Problem description => Lay out the records as a Markdown table with the columns Row and Line, starting at the line that contains "the nose, then" and ending at the line that contains "(1093, 138)". Skip blank lines and leave the pictures out.

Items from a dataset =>
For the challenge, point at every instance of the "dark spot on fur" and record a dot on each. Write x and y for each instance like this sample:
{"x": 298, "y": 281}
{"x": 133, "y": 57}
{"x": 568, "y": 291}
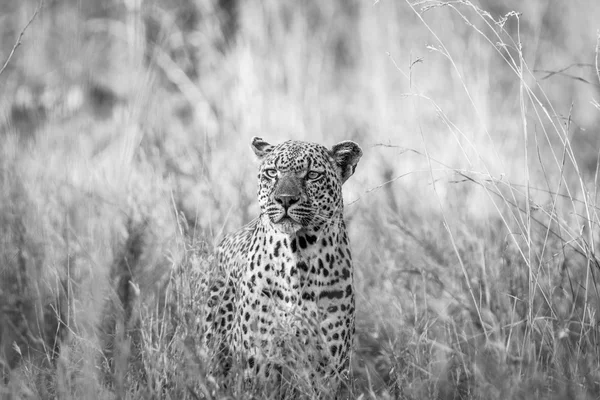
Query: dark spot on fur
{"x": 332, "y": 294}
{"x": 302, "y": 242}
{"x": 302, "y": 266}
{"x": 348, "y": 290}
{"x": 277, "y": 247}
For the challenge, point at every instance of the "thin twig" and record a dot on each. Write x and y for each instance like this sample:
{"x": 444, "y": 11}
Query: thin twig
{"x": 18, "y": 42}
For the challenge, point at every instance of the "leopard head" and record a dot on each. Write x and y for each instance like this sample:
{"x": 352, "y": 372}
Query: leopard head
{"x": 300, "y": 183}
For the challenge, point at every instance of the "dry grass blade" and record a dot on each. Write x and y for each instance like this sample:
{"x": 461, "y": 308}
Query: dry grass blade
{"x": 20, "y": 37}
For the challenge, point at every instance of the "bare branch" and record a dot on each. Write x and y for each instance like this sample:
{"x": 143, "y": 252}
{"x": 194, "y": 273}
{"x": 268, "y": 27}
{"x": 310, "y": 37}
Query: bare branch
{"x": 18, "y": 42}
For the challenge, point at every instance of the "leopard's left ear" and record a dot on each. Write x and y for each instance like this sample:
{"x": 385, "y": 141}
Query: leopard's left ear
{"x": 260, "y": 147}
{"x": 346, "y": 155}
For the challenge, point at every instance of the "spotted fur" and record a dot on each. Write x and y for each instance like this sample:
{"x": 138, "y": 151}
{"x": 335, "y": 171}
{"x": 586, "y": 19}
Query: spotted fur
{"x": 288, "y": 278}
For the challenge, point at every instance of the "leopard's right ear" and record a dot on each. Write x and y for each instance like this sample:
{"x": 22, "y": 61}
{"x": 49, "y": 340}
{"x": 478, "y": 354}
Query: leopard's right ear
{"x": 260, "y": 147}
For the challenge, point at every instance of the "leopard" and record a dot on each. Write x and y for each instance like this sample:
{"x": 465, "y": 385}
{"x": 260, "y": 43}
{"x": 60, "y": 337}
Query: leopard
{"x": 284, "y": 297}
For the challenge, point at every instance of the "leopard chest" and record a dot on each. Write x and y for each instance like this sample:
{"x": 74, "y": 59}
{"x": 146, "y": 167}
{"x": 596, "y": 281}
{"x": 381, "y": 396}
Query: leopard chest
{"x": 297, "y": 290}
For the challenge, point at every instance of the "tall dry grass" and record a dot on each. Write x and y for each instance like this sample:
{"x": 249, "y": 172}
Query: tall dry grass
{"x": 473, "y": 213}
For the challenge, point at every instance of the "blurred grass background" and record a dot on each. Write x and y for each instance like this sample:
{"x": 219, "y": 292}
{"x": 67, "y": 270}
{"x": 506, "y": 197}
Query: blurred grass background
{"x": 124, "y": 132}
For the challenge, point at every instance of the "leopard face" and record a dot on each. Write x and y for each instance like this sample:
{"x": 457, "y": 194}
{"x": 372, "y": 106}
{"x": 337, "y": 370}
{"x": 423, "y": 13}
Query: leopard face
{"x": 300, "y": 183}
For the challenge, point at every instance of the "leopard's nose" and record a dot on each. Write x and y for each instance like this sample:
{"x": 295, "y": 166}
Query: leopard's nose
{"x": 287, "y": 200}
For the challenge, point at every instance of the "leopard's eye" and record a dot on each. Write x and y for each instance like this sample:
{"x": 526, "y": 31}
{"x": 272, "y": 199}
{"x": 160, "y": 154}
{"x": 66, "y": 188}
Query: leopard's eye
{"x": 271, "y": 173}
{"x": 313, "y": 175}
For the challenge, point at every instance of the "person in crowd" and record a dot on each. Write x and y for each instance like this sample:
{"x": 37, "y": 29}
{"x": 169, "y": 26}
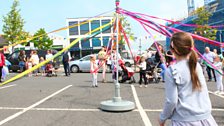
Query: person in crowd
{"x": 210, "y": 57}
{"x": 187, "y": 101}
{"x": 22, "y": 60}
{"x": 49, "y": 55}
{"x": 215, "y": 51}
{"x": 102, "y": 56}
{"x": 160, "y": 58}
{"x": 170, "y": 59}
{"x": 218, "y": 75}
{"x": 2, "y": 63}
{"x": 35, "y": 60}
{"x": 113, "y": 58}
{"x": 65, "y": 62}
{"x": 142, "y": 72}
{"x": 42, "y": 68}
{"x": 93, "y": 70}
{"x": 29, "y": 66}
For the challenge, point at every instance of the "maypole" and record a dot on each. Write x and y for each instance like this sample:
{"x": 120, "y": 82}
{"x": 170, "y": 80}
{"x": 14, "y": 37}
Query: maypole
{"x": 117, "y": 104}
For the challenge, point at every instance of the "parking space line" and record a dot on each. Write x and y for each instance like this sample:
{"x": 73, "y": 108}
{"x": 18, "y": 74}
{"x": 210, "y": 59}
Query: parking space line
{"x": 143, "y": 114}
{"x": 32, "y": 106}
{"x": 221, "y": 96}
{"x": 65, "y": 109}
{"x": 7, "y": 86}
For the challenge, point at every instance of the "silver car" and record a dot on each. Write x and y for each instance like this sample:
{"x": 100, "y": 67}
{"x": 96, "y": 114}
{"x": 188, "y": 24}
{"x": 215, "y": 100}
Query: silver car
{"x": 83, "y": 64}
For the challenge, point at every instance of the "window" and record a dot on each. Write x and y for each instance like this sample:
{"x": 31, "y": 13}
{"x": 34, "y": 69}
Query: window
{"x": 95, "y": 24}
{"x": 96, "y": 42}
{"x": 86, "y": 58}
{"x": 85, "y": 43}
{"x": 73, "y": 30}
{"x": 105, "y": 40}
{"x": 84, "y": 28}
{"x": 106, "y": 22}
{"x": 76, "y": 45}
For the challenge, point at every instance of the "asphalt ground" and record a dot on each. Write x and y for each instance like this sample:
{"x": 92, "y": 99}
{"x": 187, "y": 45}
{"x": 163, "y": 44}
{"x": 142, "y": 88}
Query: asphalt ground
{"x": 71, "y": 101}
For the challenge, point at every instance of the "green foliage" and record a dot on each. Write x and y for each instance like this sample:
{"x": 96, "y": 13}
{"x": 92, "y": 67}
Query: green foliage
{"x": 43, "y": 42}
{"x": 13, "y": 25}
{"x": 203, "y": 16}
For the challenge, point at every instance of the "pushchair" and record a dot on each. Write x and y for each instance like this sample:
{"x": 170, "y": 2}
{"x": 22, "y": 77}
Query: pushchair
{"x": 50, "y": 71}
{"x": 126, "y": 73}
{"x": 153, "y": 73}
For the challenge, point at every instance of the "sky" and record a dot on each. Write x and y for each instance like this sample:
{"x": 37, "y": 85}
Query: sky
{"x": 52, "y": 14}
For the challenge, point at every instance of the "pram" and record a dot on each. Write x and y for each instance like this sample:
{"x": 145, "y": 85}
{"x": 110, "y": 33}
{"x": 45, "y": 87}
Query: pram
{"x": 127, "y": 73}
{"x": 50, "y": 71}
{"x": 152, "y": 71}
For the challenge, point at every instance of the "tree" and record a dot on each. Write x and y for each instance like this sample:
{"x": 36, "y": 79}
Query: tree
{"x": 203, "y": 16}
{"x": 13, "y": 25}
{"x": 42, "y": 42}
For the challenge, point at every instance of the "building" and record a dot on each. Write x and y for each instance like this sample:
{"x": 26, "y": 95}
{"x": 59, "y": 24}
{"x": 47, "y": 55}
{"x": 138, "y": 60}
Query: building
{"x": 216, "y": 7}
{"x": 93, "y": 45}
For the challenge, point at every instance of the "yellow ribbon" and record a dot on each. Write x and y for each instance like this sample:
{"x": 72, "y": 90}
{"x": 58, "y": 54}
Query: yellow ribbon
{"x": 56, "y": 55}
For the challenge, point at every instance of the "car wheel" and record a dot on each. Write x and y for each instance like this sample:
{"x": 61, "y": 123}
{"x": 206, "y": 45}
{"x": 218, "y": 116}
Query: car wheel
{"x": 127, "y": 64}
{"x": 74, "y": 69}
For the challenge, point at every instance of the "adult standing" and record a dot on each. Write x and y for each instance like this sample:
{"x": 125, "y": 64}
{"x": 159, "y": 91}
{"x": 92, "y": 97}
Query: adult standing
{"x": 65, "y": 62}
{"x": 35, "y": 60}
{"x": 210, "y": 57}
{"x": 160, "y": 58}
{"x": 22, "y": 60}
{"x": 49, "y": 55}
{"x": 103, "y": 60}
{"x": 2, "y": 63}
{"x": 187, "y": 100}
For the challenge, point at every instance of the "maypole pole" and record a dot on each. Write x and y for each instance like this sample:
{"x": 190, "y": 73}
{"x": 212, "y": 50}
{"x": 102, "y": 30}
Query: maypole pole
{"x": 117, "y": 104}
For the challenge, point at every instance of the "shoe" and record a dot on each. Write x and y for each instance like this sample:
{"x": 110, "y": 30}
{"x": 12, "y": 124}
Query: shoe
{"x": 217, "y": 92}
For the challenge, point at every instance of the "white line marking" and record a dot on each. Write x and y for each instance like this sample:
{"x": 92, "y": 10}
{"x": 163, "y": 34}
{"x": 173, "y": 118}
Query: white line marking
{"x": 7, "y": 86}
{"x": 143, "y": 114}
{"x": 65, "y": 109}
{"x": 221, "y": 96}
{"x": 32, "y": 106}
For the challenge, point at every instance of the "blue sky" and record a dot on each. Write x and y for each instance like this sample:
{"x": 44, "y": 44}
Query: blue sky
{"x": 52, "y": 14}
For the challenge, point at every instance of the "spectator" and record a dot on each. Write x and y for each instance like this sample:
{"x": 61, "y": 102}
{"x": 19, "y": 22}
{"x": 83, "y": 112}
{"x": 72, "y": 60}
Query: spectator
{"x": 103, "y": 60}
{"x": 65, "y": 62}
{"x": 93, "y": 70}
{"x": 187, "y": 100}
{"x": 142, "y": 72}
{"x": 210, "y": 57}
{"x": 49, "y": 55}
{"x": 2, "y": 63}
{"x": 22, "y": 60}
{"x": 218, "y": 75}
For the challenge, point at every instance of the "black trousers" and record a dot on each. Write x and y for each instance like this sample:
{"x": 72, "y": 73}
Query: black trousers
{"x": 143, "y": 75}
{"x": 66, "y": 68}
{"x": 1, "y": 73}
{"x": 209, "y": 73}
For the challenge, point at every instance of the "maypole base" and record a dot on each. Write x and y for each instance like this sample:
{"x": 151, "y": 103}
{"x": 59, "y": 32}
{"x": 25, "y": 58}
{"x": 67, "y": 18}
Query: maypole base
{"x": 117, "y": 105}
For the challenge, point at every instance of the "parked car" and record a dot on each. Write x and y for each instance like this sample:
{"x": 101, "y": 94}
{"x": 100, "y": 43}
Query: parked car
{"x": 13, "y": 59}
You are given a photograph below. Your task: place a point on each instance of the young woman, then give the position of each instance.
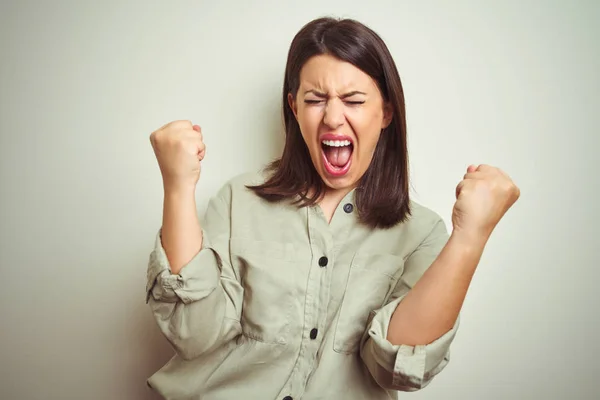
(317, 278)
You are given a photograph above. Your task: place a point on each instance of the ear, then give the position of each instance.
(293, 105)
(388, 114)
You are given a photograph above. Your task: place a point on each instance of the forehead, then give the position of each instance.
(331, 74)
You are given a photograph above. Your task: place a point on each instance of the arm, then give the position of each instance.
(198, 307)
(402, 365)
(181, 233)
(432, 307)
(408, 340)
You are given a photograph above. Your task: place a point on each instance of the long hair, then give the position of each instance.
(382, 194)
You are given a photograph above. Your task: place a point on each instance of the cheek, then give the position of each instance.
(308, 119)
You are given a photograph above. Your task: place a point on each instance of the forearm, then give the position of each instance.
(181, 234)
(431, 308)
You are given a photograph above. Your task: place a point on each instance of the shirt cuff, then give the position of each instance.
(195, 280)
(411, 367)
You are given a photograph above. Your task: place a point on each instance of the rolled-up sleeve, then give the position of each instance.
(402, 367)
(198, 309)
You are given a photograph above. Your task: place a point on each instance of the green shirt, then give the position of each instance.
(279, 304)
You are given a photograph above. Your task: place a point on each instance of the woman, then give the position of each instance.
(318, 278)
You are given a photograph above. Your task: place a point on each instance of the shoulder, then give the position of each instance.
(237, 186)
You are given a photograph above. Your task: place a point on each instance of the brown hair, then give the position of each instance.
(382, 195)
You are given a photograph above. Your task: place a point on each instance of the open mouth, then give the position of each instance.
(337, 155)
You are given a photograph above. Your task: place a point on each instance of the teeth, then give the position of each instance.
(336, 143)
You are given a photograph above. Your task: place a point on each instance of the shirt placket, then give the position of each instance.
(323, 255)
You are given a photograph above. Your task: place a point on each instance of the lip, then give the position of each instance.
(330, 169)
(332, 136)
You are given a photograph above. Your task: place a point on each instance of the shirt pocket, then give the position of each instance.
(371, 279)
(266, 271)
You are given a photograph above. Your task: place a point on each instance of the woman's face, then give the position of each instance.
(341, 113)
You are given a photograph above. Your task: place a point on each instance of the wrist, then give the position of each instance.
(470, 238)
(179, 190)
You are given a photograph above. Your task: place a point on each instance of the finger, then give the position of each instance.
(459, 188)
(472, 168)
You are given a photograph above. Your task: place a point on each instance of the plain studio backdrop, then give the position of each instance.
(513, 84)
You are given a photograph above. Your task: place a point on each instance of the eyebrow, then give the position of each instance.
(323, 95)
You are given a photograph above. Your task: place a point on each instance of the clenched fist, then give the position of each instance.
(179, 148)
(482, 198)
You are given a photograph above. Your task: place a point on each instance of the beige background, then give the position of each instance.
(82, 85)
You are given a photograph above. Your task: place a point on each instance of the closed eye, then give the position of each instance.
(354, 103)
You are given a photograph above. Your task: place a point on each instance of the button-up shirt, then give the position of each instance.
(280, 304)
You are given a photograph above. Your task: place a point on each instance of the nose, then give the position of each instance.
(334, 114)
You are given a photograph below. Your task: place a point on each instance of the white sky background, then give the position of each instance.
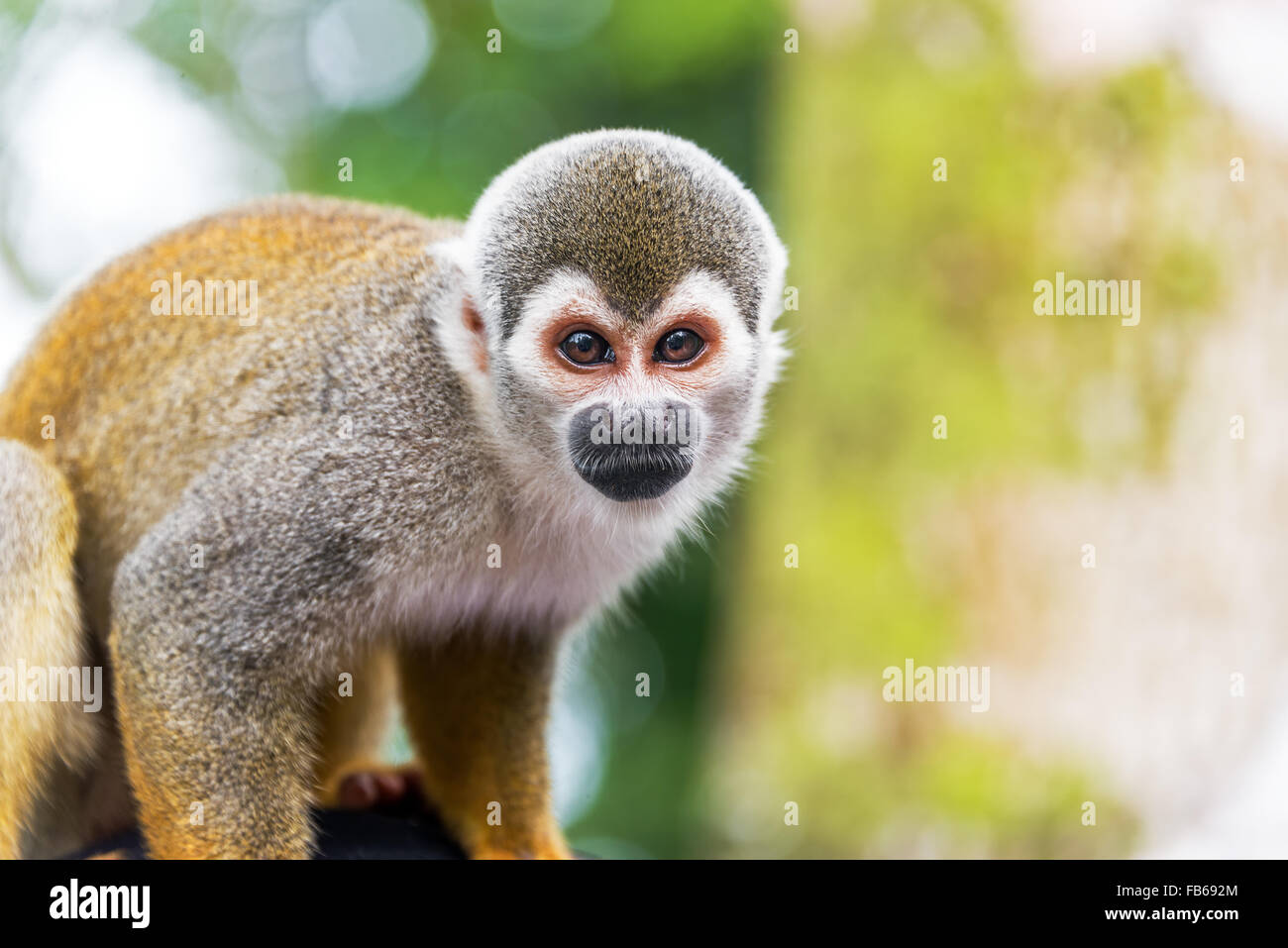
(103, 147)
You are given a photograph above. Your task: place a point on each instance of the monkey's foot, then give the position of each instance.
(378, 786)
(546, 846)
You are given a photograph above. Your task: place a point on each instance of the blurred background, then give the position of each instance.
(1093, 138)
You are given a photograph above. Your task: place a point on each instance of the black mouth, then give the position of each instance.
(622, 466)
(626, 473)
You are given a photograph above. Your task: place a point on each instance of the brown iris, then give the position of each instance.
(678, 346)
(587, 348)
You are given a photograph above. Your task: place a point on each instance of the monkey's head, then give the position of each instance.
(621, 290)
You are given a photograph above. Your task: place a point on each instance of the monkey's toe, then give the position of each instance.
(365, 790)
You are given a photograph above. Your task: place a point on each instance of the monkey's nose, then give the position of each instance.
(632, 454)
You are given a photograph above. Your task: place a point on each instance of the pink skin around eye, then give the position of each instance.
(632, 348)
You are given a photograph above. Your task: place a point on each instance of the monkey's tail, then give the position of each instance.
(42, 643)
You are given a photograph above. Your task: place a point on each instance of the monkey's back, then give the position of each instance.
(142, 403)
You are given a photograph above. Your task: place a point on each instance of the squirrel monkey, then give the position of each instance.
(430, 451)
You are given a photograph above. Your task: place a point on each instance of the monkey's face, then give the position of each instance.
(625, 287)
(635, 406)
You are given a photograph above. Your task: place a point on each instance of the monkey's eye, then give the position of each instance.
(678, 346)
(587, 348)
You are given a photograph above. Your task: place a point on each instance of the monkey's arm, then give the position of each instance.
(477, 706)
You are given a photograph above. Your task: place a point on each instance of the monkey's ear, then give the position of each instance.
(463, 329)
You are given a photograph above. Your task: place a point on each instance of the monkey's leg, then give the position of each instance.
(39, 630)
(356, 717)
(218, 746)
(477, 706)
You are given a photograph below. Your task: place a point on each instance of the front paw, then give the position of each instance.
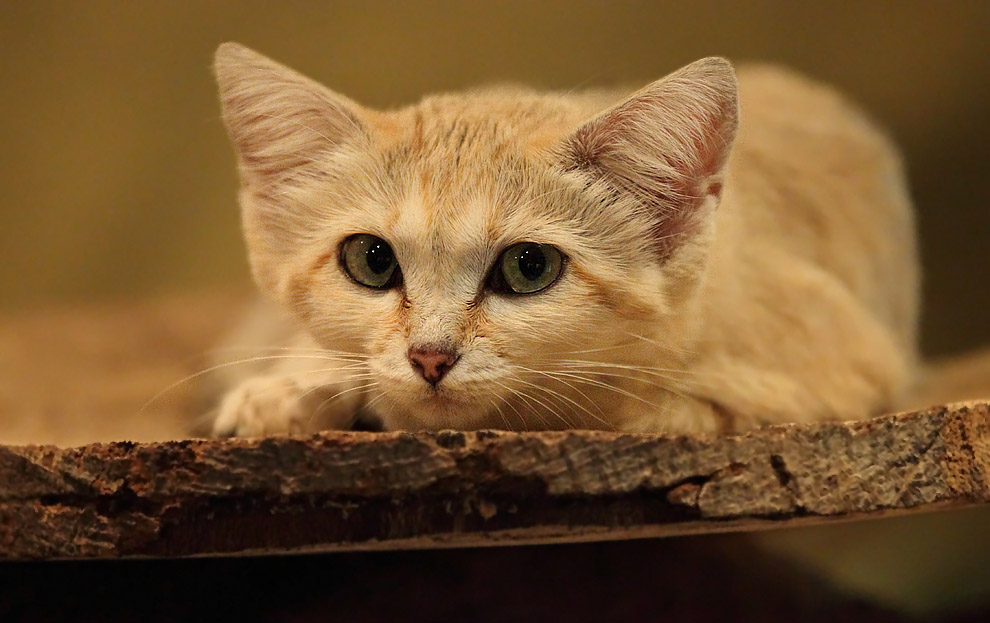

Response =>
| Row | Line |
|---|---|
| 1 | You are given a photograph above. Your task: place a point on each instance of the nose, then give the position of each instance. |
| 2 | (334, 114) |
| 3 | You are given a photograph below. Your task: place a point on each instance of the white sky background, then give the position of each instance. |
| 4 | (103, 147) |
| 5 | You are given a photograph above. Your task: place a point on each instance of the monkey's foot, then give the position of each instance. |
| 6 | (378, 786) |
| 7 | (546, 846) |
| 8 | You are given a photograph above. Your task: place a point on each instance of the blurred background, then give the position of each instance. |
| 9 | (1093, 138) |